*GIVEN PROBLEM*.
Please answer these questions using the article on GHY's sale below.
(a) In what year was the customs brokerage business started?
(b) Where is SeaFort Capital based?
(c) How many of GHY's staff are based in the U.S.?

The great-grandfather of current co-CEO, Rick Riess, started the customs brokerage business in 1901. It operated as a small family business for two generations. Under Rick’s father it grew more substantially. Since the early 1980s, when Rick became involved, it has grown five- or six-fold.

Revenue has been growing annually for many years, but GHY has just completed three of its best and, according to Riess, is at its most profitable.

No one would take issue were he to sell the Winnipeg-based company to the highest bidder with whatever terms and conditions he wanted to include — the way the vast majority of businesses are sold. After all, Riess is turning 70 and there is no obvious family successor.

But he was determined to find a partner that would buy into the idea of the value in the legacy of the company as is.

“Rick did not want to be swallowed up by a big mega-corporation,” co-CEO Chris Bachinski said. “He wanted someone to help keep the legacy going. He’s had many large companies approach him asking to sell, but they did not check the right boxes.”

It took about two years, but this week GHY closed a deal that will see Halifax-based private equity firm SeaFort Capital (backed by members of the McCain and Sobey families) become majority owner. Terms were not disclosed.

Unlike most in the private equity world, SeaFort is a long-term investor. Riess and Bachinski believe the deal accomplishes what they set out to do: securing the company’s future as a Winnipeg-based business that can continue to grow as its own platform operation, with existing staff remaining in place and senior management able to become equity holders.

GHY has a staff of 170 (including 70 based in the U.S.) and a long history of service with plenty of loyal customers, many of them also Winnipeg-based companies.

It’s the kind of business that has helped grow the export capacity of the local economy over the years. While it now has clients across the country and in the U.S., Riess and his team very much see themselves as a Winnipeg company, supporting the local arts and culture and charitable enterprises.

It’s not a slight to imagine the goal of many entrepreneurs is to build a business that can be sold for a good profit. But for a community like Winnipeg to continue growing, it’s likely more important than it is in other places that a good portion of those businesses remain and grow here.

*RECORDED DATA*.

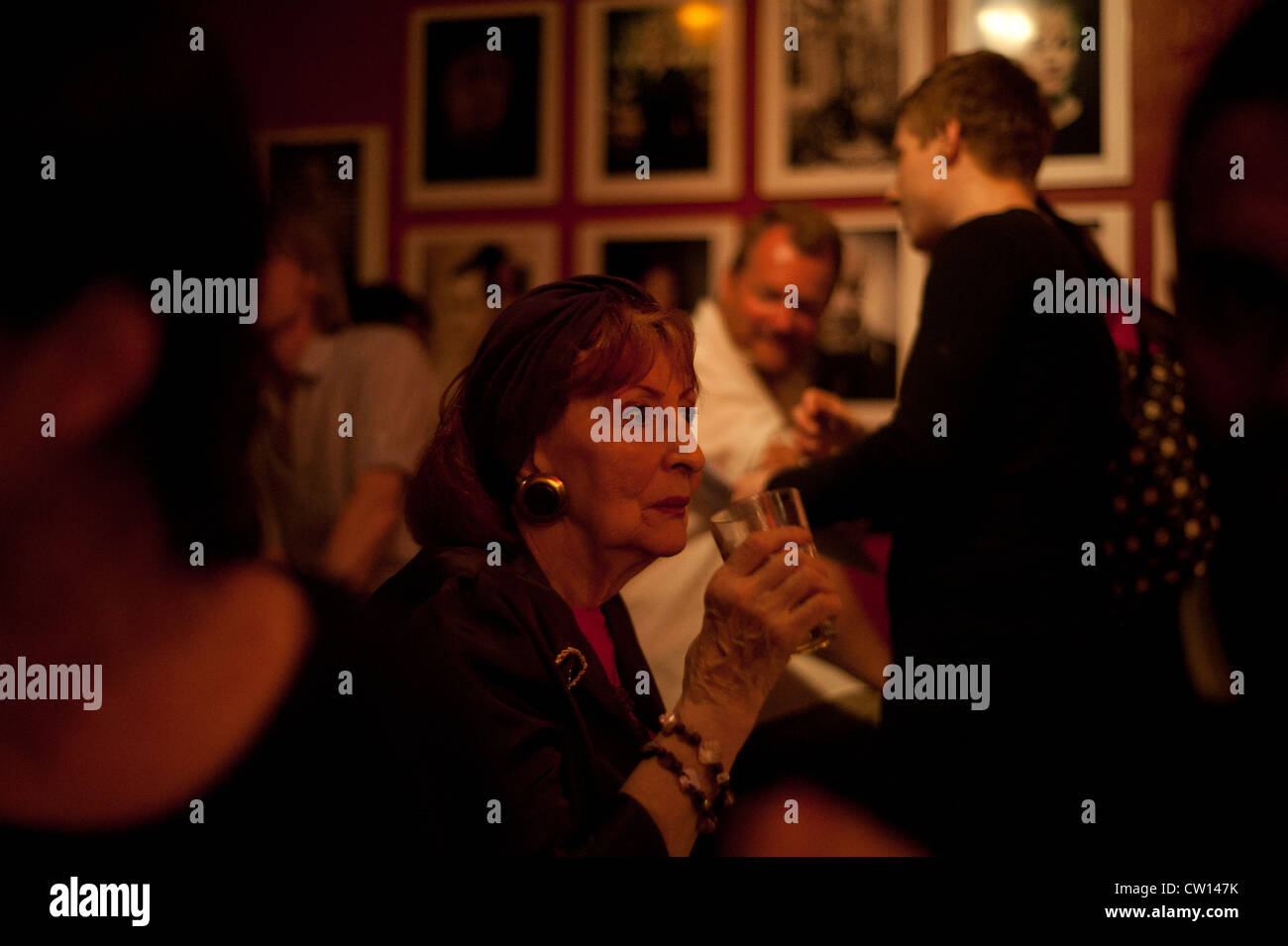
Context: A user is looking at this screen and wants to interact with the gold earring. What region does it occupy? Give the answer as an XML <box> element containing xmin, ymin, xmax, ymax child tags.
<box><xmin>518</xmin><ymin>473</ymin><xmax>568</xmax><ymax>523</ymax></box>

*RESPONSE*.
(a) 1901
(b) Halifax
(c) 70